* _FRAGMENTO DEL DOCUMENTO_
● ● ● ● ●

Sin embargo, si un impuesto al carbono ha de ser efectivo, necesitaría ser mucho más alto que la tasa actual en muchos países, que se basa en un precio implícito de 30-50 dólares por tonelada de CO2. Y, aun entonces, los responsables de las políticas y los activistas climáticos tendrán que avanzar un poco más. Si bien un impuesto alentará a las empresas a buscar fuentes de energía más limpias, no es un gatillo lo suficientemente poderoso para el desarrollo de tecnologías alternativas de bajo consumo de carbono. Así las cosas, los impuestos al carbono deberían estar complementados con “subsidios verdes” bien diseñados para las empresas y los investigadores que desarrollan tecnologías eólicas, solares y geotermales, y para aquellos que trabajan en nuevas maneras de limitar las emisiones de las tecnologías existentes.

● ● ● ● ●

* _MATERIAL DE ORIGEN_
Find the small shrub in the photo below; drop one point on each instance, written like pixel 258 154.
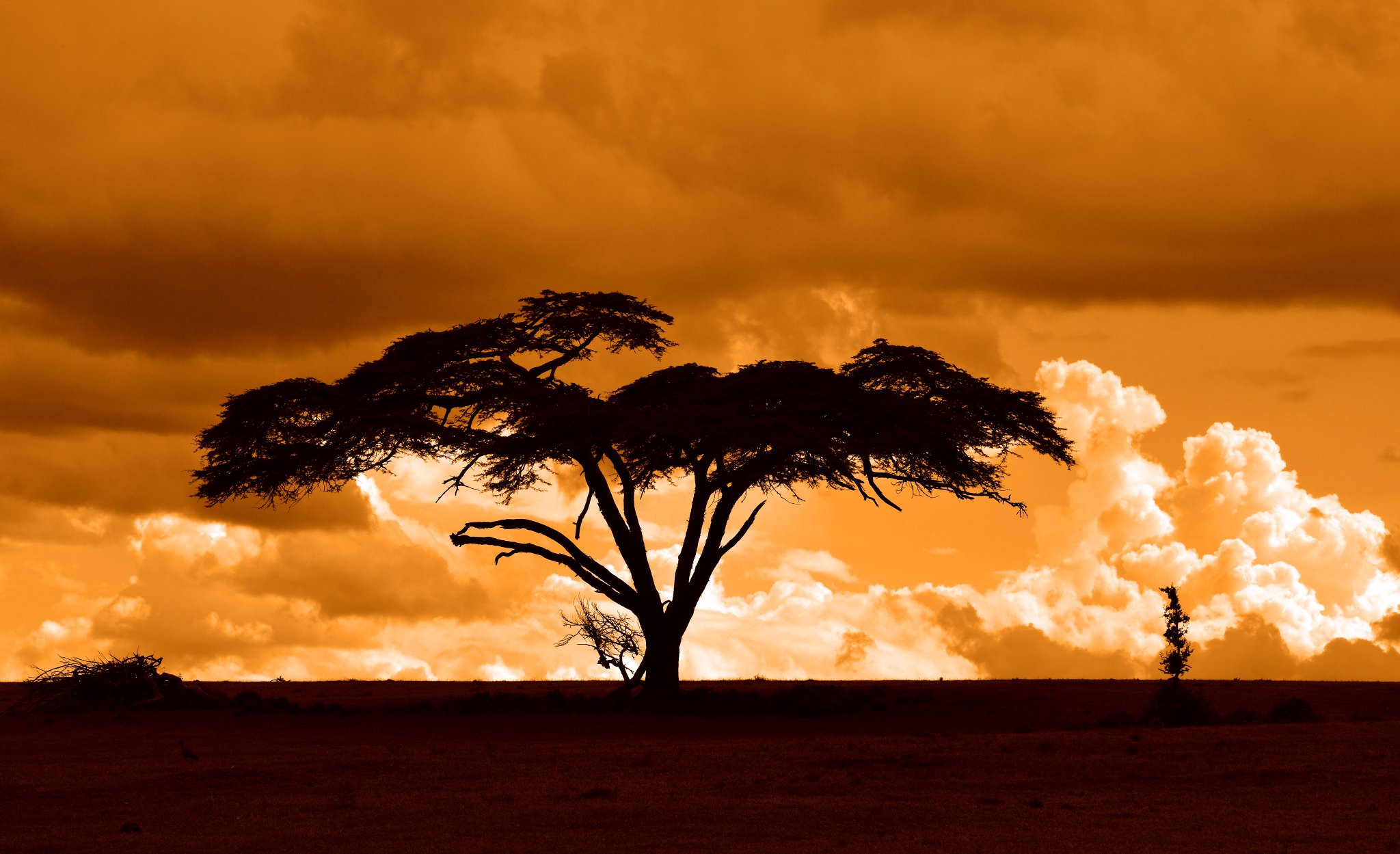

● ● ● ● ●

* _PROBLEMAS PARA RESOLVER_
1) Responde estas preguntas sobre el fragmento acerca del impuesto al carbono:
(a) ¿En qué precio implícito por tonelada de CO2 se basa la tasa actual en muchos países?
(b) ¿Para qué no es un gatillo lo suficientemente poderoso un impuesto?
(c) ¿Con qué deberían complementarse los impuestos al carbono?
2) Resume en dos oraciones el fragmento sobre el impuesto al carbono.

* _RESPUESTAS DEL EJERCICIO_
1)
(a) En un precio implícito de 30-50 dólares por tonelada de CO2.
(b) Para el desarrollo de tecnologías alternativas de bajo consumo de carbono.
(c) Con "subsidios verdes" bien diseñados para las empresas y los investigadores que desarrollan tecnologías eólicas, solares y geotermales, y para quienes trabajan en nuevas maneras de limitar las emisiones de las tecnologías existentes.

2) Para ser efectivo, un impuesto al carbono tendría que ser mucho más alto que la tasa actual de muchos países, basada en un precio implícito de 30-50 dólares por tonelada de CO2. Como el impuesto alienta a las empresas a buscar energía más limpia pero no basta para impulsar tecnologías alternativas de bajo consumo de carbono, debería complementarse con "subsidios verdes" bien diseñados para quienes desarrollan tecnologías eólicas, solares y geotermales o buscan limitar las emisiones de las tecnologías existentes.